[Extracted entries]
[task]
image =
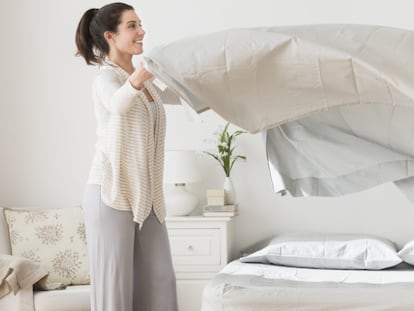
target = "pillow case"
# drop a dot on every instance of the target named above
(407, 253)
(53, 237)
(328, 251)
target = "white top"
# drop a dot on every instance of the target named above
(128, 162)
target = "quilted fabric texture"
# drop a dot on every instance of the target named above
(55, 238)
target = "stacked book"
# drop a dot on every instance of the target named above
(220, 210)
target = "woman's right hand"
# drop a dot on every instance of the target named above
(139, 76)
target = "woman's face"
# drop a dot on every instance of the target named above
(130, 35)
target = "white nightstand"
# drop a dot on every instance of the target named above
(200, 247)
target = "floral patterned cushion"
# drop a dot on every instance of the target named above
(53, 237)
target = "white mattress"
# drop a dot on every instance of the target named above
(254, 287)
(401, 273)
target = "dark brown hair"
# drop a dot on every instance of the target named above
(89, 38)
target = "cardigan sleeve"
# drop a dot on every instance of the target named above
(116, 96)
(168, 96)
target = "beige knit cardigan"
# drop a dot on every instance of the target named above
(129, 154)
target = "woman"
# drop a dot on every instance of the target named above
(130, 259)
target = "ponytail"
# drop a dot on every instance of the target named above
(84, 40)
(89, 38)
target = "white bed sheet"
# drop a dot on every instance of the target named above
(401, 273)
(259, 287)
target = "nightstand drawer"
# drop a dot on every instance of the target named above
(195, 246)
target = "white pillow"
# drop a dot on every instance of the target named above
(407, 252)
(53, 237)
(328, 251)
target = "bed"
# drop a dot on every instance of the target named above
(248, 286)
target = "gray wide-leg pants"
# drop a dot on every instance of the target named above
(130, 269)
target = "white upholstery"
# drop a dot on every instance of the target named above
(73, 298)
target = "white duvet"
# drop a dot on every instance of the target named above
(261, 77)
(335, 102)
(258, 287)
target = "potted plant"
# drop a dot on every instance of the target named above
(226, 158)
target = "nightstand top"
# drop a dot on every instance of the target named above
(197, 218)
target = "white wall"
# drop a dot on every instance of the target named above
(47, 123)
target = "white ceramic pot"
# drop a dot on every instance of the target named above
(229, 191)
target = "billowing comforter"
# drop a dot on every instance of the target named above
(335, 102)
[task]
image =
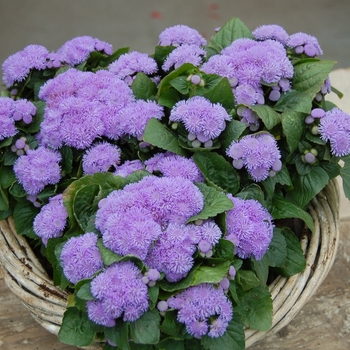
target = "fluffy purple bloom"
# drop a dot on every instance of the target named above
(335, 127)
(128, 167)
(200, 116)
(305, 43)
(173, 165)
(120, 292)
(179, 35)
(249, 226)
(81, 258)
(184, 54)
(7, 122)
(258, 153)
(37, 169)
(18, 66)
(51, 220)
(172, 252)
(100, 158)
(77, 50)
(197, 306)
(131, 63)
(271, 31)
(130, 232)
==
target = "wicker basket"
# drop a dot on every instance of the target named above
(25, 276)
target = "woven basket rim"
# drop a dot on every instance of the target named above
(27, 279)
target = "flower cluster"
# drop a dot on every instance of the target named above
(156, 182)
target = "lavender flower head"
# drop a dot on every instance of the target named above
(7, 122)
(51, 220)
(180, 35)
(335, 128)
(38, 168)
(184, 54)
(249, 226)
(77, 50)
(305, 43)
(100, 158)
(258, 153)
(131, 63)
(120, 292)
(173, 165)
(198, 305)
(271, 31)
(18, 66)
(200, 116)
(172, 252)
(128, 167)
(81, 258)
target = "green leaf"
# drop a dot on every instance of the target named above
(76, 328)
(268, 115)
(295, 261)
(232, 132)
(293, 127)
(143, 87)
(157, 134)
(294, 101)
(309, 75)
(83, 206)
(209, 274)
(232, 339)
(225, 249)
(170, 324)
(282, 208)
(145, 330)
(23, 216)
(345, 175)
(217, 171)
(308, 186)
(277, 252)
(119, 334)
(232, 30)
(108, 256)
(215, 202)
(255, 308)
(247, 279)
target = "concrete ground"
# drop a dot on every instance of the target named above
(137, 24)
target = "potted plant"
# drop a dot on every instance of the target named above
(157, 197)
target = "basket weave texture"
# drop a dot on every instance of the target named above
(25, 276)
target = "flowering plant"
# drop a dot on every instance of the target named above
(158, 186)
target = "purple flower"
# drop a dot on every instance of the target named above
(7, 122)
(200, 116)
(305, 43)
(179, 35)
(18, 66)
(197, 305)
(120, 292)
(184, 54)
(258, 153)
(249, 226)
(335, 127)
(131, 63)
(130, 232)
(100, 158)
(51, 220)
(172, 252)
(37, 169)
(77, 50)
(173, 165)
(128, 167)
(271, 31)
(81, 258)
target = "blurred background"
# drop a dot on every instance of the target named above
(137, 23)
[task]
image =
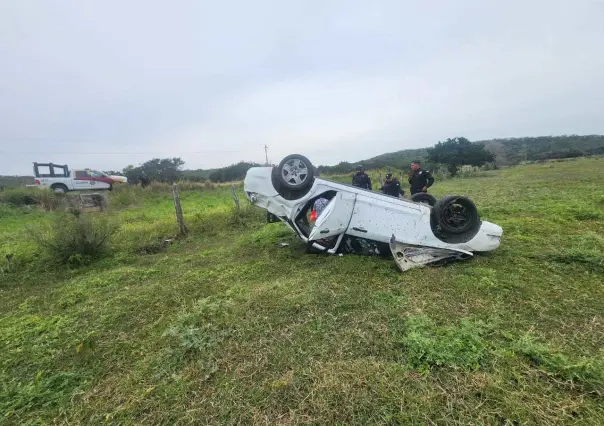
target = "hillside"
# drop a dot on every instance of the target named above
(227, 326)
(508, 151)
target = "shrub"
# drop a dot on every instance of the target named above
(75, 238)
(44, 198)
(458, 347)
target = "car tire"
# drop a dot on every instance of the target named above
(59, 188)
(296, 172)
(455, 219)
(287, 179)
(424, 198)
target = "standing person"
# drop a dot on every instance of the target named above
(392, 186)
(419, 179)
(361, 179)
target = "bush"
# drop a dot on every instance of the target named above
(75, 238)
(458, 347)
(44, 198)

[The request] Gather every line of the items above that contains the word "cardigan".

[Solution]
target = "cardigan sleeve"
target = "beige knit cardigan"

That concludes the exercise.